[Quoted passage — start]

The Connections Through Culture (CTC) grants programme nurtures fresh cultural partnerships between the UK and select countries in Asia Pacific and Europe. These grants support new ideas and collaborations from artists and cultural organisations at any stage of development.  

The latest round of Connections Through Culture programme supports a diverse range of projects spanning artistic disciplines and themes. From diversity and inclusion to climate change and beyond, these collaborations bring together partners across borders to generate fresh ideas and creative solutions to today’s shared challenges. 

CTC support new connections, exchanges, and collaborations between artists, cultural professionals, creative practitioners and art and cultural organisations.

2025 Grant Recipients: China

10,000 Elephants

China: YAN Jun 
UK: AC Projects / Alternative Currents 

Counterflows (Glasgow) and You and Me (Beijing) festivals join forces to explore community building through DIY music scenes. The project features a two-way exchange of artists and producers, alongside an online network linking both festivals. Guided by Beijing-based artist Yan Jun, it fosters dialogue, knowledge-sharing, and collaboration across borders. This project is supported by the Scottish Government Office in China.

Beijing to Belfast

China: Beijing Modern Music Festival 
UK: Hard Rain SoloistEnsemble 

Following their collaboration in 2025, this project extends connections through new works composed for Hard Rain SoloistEnsemble by two Chinese composers. The pieces will be presented in a specially curated Chinese music concert in Northern Ireland in 2026, featuring composers from China. The performance will take place at the Queen’s University Belfast, highlighting cross-cultural exchange and contemporary Chinese composition.

Coastal Co-Art: UK-China Mirror Residencies

China: PAN Shanghai 

UK: Dr Serena POLLASTRI, Lancaster School of Architecture, Lancaster University 

This mirrored residency connects Lancaster and Shanghai through art and ecology. After shared ecological design training, artists will experiment with diverse creative responses to coastal wetlands, culminating in public showcases and exhibitions. The project reimagines sustainability across cultures, with water as the ultimate connector. 

esea contemporary × Lu Yan Collaboration: Yeren (A Punk Musical)

China: LU Yan 

UK: esea contemporary  

This project brings together esea contemporary (UK) and composer Lu Yan (China) to create new music for Yeren, an artist film by Chris Zhongtian Yuan. Blending punk, experimental sound, and queer storytelling, the work explores myth, ecology, and cultural resistance. 

Flight Paths: Homing Syndrome

China: Tabula Rasa Gallery 

UK: Daisy WANG  

Cultural Translation of Racing Pigeons is a cross-cultural collaboration by curator Daisy Di Wang and artist Cosmo Wong, with Tabula Rasa Gallery (Beijing), Site Gallery (Sheffield), and BeingSync (UK). It traces pigeon racing from British working-class roots to Chinese adaptations, exploring migration, belonging, and non-human agency.

[Quoted passage — finish]

● Requirement
Reproduce verbatim the stretch of the Connections Through Culture grants text from "This project brings" through "and cultural resistance.".

[Dataset excerpts — start]

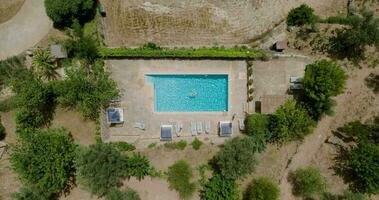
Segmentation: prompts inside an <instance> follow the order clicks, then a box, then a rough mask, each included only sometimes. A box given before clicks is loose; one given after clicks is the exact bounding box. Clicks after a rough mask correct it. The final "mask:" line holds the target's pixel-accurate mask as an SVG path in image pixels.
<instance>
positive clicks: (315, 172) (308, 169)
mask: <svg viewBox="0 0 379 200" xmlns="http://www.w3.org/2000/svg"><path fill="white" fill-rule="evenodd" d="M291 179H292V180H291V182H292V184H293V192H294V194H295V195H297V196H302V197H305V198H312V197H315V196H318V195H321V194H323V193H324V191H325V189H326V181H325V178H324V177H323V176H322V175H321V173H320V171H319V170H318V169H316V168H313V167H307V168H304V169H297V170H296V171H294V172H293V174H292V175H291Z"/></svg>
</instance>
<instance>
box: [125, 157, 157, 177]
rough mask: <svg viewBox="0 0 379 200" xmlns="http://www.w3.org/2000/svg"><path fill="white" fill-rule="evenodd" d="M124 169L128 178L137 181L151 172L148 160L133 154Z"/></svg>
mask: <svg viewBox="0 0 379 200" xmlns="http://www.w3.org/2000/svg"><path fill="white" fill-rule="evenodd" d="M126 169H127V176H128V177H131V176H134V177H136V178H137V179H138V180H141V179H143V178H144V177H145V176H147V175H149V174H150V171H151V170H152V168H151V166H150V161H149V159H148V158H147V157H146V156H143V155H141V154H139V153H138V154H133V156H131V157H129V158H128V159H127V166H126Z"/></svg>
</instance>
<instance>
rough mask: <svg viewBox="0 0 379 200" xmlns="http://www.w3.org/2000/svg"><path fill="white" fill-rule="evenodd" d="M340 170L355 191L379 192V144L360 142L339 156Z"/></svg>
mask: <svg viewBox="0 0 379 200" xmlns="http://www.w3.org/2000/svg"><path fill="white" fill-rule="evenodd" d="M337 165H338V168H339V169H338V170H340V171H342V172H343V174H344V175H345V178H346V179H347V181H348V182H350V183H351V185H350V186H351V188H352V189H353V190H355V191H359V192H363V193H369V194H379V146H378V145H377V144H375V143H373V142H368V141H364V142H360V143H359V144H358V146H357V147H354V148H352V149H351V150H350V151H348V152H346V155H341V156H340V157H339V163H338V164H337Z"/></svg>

[Dataset excerpts — finish]
[Dataset excerpts — start]

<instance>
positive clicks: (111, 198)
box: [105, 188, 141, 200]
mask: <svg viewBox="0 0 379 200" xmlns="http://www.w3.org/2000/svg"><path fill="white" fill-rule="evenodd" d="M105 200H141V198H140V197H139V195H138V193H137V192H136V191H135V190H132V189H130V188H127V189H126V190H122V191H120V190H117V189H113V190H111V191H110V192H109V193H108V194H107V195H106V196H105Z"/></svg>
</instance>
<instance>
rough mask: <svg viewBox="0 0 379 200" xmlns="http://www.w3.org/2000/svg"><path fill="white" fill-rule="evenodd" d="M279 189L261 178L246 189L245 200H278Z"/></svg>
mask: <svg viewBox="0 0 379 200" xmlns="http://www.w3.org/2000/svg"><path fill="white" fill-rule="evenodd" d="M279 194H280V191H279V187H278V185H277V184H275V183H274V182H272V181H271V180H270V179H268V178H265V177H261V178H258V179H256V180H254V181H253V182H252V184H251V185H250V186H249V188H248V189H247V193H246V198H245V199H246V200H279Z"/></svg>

[Dataset excerpts — finish]

● Response box
This project brings together esea contemporary (UK) and composer Lu Yan (China) to create new music for Yeren, an artist film by Chris Zhongtian Yuan. Blending punk, experimental sound, and queer storytelling, the work explores myth, ecology, and cultural resistance.